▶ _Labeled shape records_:
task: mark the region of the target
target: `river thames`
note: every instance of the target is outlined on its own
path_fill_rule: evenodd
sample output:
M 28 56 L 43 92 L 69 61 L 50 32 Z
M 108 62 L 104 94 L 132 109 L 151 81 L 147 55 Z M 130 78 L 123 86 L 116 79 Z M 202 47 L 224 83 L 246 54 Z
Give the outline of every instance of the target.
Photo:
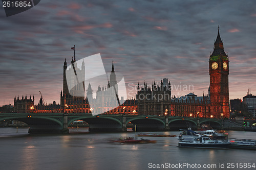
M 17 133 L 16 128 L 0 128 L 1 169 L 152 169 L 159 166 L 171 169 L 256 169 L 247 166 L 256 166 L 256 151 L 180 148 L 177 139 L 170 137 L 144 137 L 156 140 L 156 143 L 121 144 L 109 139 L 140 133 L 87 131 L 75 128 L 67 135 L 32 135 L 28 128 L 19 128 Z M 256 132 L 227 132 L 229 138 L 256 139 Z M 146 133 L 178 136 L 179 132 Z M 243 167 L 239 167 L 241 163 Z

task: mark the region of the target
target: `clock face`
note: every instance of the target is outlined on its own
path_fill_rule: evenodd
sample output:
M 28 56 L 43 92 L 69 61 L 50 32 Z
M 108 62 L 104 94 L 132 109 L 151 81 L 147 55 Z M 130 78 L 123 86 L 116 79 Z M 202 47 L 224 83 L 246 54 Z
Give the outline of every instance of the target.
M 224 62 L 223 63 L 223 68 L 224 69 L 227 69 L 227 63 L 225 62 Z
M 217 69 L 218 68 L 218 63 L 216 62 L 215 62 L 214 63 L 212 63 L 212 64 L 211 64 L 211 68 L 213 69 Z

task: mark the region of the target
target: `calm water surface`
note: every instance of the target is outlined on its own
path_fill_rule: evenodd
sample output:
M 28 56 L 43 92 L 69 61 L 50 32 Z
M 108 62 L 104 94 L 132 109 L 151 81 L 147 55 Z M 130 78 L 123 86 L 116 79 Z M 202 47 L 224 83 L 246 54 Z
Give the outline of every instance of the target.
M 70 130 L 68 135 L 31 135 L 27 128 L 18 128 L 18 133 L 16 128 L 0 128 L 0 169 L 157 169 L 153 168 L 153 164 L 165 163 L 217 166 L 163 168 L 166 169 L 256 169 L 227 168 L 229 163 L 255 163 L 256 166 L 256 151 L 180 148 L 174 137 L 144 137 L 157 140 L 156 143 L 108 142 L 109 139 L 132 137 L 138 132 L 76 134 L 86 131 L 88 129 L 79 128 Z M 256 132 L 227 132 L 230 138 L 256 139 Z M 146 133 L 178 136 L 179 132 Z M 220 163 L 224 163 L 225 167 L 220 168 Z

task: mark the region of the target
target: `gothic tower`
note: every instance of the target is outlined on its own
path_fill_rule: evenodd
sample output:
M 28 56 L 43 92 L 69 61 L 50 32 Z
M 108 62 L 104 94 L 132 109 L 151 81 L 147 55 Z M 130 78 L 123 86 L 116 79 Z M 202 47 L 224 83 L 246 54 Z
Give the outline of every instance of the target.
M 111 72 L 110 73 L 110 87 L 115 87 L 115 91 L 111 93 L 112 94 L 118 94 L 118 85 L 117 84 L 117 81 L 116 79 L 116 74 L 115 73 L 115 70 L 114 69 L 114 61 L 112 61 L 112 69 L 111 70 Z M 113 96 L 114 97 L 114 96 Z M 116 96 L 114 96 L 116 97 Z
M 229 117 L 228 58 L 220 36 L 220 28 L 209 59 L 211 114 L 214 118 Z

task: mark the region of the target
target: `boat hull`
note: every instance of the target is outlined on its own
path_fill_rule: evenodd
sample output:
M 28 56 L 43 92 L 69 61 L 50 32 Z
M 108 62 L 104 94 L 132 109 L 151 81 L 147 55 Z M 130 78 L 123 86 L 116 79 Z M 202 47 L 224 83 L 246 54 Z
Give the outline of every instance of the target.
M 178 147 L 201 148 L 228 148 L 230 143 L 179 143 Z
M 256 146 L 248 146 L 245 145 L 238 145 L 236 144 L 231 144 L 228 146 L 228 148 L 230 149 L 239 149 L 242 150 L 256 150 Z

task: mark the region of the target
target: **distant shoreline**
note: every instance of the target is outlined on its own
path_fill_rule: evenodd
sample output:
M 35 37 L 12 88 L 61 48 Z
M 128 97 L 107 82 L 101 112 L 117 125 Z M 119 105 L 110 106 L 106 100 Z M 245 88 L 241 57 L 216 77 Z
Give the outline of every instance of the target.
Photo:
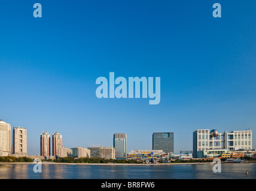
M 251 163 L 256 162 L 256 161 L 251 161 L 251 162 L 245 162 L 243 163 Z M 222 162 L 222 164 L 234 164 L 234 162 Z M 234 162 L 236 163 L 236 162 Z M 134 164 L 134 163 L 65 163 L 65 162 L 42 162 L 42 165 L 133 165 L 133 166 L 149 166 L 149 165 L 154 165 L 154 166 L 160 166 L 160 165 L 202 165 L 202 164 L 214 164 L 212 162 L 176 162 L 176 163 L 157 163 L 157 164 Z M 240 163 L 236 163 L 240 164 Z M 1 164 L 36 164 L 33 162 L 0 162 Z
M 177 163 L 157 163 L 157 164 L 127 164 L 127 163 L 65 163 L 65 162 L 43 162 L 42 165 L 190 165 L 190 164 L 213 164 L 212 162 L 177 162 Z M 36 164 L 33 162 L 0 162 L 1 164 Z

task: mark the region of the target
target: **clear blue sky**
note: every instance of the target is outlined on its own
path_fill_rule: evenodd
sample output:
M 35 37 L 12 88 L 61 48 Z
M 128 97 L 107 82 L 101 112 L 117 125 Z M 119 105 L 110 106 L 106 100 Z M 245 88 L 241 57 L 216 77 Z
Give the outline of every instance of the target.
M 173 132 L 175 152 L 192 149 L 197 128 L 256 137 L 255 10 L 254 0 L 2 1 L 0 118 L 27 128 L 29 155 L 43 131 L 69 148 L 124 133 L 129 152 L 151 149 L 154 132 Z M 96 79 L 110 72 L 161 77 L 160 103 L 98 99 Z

...

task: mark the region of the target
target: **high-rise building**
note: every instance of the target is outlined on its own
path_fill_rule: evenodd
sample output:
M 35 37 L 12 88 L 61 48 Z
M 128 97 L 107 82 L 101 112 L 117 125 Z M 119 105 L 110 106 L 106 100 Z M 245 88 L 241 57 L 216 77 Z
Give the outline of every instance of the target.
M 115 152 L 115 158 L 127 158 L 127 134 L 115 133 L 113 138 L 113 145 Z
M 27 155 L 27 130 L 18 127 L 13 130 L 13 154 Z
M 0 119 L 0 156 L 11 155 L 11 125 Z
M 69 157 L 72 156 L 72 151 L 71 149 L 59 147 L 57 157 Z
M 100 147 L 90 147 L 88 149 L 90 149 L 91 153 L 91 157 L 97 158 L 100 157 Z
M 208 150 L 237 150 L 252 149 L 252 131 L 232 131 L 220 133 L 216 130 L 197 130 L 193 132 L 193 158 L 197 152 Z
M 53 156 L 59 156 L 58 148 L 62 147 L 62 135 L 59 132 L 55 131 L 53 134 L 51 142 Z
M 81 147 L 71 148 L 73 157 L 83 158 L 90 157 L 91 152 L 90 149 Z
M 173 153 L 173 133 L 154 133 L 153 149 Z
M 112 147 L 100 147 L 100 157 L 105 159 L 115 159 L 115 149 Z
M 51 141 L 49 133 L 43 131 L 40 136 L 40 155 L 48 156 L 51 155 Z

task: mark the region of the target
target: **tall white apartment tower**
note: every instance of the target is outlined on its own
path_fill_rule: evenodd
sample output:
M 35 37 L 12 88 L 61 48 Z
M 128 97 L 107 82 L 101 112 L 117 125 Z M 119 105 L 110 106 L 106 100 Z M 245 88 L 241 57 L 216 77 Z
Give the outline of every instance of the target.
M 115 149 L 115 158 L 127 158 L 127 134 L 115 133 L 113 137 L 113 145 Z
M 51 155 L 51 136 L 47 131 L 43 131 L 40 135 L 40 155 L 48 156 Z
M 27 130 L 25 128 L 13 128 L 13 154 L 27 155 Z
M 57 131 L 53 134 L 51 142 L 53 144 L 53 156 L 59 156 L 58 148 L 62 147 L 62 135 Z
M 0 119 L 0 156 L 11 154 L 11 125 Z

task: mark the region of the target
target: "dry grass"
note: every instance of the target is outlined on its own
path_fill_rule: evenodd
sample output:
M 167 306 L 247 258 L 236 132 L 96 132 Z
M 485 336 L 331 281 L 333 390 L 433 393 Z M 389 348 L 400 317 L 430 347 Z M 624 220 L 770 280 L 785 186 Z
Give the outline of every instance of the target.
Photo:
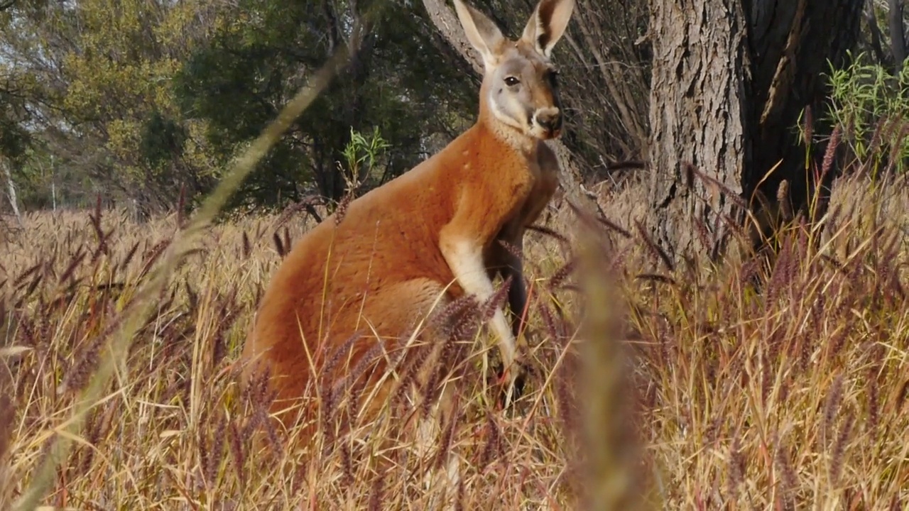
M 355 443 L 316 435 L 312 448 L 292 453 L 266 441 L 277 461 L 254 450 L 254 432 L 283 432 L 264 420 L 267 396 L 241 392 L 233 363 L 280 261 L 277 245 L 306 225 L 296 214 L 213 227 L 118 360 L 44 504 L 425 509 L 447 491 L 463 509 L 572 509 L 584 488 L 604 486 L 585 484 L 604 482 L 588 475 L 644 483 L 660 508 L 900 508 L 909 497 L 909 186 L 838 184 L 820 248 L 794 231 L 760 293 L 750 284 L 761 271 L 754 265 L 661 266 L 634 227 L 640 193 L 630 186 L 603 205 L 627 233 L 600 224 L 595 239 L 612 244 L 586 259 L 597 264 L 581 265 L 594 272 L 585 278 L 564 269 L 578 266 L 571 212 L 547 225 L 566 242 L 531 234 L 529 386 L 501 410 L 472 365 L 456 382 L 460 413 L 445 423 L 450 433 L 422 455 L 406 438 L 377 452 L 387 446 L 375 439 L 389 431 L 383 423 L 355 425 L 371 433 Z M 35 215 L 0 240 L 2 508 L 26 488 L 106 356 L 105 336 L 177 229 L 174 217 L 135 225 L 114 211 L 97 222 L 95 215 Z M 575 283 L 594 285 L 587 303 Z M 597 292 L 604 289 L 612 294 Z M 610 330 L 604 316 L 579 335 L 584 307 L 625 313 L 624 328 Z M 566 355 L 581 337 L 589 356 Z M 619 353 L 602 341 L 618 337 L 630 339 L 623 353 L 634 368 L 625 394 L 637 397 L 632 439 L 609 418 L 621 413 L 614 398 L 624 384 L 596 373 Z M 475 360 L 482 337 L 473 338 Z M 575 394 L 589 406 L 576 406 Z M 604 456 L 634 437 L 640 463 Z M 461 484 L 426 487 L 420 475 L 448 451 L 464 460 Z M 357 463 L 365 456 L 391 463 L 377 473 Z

==

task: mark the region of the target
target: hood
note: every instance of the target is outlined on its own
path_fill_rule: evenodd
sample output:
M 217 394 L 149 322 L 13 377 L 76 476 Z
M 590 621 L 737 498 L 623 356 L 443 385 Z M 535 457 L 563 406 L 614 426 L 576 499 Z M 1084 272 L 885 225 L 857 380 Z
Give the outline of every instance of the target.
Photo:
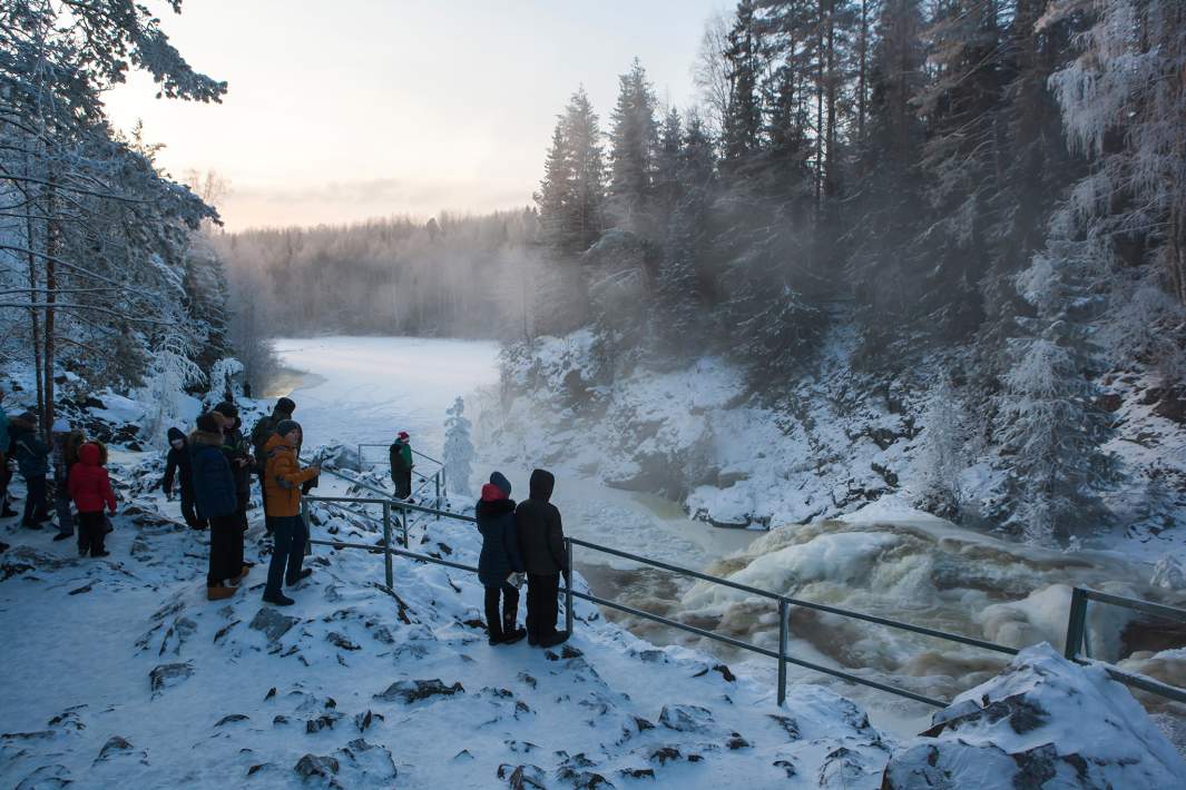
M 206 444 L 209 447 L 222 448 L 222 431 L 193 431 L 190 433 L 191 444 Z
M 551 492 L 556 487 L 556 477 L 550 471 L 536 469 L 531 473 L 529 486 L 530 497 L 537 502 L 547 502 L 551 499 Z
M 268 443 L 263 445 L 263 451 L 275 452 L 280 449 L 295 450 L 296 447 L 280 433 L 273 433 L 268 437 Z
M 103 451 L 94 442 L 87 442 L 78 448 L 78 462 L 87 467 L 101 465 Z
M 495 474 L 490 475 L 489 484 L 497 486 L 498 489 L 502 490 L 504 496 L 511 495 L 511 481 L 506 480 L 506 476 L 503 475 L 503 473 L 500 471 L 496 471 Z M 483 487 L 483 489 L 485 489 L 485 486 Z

▶ _Challenge_:
List each line above that contains the word "tower".

▶ _Solution to this exercise_:
target: `gothic tower`
target: **tall white apartment tower**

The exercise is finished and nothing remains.